» TASK INSTRUCTIONS
Copy the data below word for word, leaving out the picture.

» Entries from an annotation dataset
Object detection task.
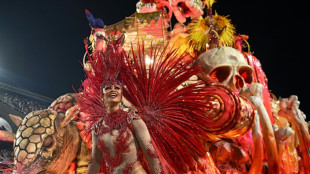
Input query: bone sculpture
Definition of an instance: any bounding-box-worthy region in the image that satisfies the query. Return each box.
[198,47,279,173]
[7,0,310,174]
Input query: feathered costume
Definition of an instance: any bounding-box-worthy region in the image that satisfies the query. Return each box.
[78,10,254,173]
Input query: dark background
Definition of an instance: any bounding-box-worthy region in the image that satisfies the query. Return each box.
[0,0,310,118]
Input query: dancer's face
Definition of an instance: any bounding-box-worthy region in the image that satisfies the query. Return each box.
[102,84,122,104]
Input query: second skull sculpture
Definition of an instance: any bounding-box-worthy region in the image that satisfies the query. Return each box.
[198,47,253,92]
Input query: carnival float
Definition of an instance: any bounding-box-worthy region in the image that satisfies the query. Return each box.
[3,0,310,174]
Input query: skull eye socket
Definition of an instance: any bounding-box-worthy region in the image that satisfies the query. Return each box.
[209,66,232,83]
[239,66,253,83]
[43,136,54,148]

» SOLUTION TO THIS EXERCISE
Object detection task.
Input query: bone sculpture
Definition of an instance: any bounding-box-worthy region in the image that satisfies the query. Return each box.
[198,47,279,173]
[7,0,310,174]
Input query: feathered costume
Definition of an instance: any bounding-box-worthy region in the image that satisfies the query. Return each box.
[78,10,254,173]
Input query: dark background
Definition of an instance: any bounding-box-worthy region in the image that satisfies the query. Return each box.
[0,0,310,118]
Input query: dancer's face
Definition of an instance: any bounding-box-worthy region in the image that satisfies the query. Return each box.
[102,84,122,104]
Input query: second skull sculpture
Definition of an instance: any bounding-box-worthy region in the image that satisfies the query. Return each box.
[198,47,253,92]
Input query: carnival float
Definition of an instance: any bounding-box-worthy region in the image that satisfies the query. Return each box.
[3,0,310,174]
Input query: skull eye socket
Definition of an instance: any bounding-box-worthy region in the image that satisfies the query. Return each box.
[209,66,232,83]
[239,66,253,83]
[43,136,54,148]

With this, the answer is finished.